═══ PROVIDED TEXT

Whether Obama was knowingly lying or simply being obtuse, however, there's no real doubt that Ed's fundamental point is correct: At the Supreme Court level (and that's what Brian Williams was asking about), philosophical differences among potential appointees are going to be crucial in most cases — simply because by definition, the Supreme Court is the final forum in which the Constitution and laws of the United States are interpreted and applied, and because its docket consists almost entirely of the very hardest and most important cases from across the country. At a minimum, Obama is guilty of trying to underplay the importance of him making these picks as compared to John McCain. And thus, I agree that Obama was being very misleading in this interview.

(Jonathan Adler also has a very good article on NRO today about the potential importance of the next president's nominations for those lower courts, with which I agree entirely; I commend it to you wholeheartedly. What kind of judges the new president appoints to those courts arguably has a greater impact on folks' day-to-day lives than the SCOTUS appointees, and it certainly has a greater impact on federal court litigants. Prof. Adler argues, and I agree, that given the current membership on the SCOTUS and the current and likely vacancies in the lower courts, Obama, if elected, would probably have more influence on the lower courts than on the SCOTUS in his first term. In any event, those appointments are hugely important, even though the appointments themselves and the confirmation process for them often largely escapes public notice.)

══════

▶ **TO DO**
In the passage above on judicial appointments, reproduce everything from "Whether Obama was" down to "in this interview.", word for word.

═══ DATA BLOCK

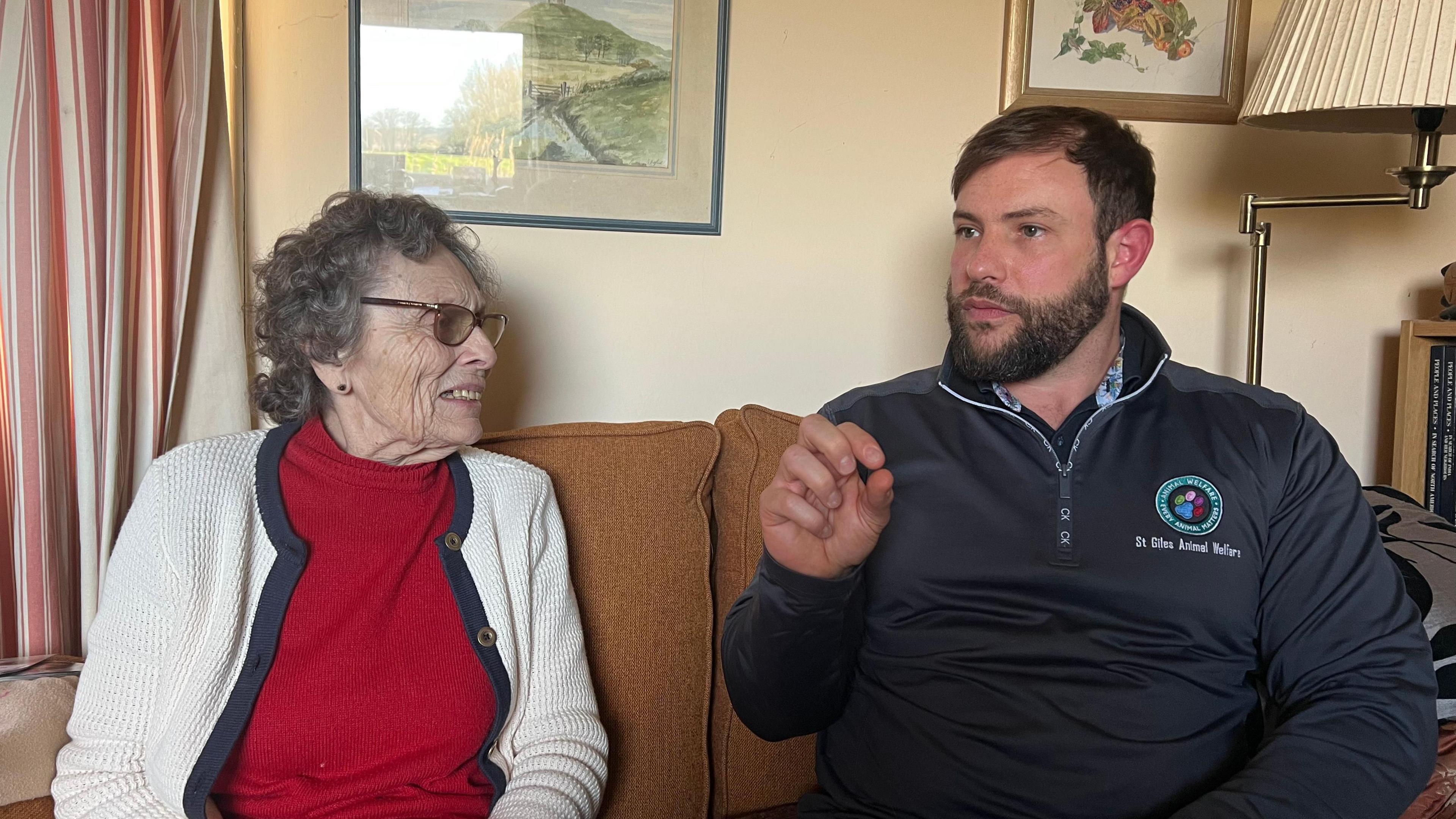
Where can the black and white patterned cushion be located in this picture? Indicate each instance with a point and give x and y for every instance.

══════

▶ **EXERCISE OUTPUT**
Whether Obama was knowingly lying or simply being obtuse, however, there's no real doubt that Ed's fundamental point is correct: At the Supreme Court level (and that's what Brian Williams was asking about), philosophical differences among potential appointees are going to be crucial in most cases — simply because by definition, the Supreme Court is the final forum in which the Constitution and laws of the United States are interpreted and applied, and because its docket consists almost entirely of the very hardest and most important cases from across the country. At a minimum, Obama is guilty of trying to underplay the importance of him making these picks as compared to John McCain. And thus, I agree that Obama was being very misleading in this interview.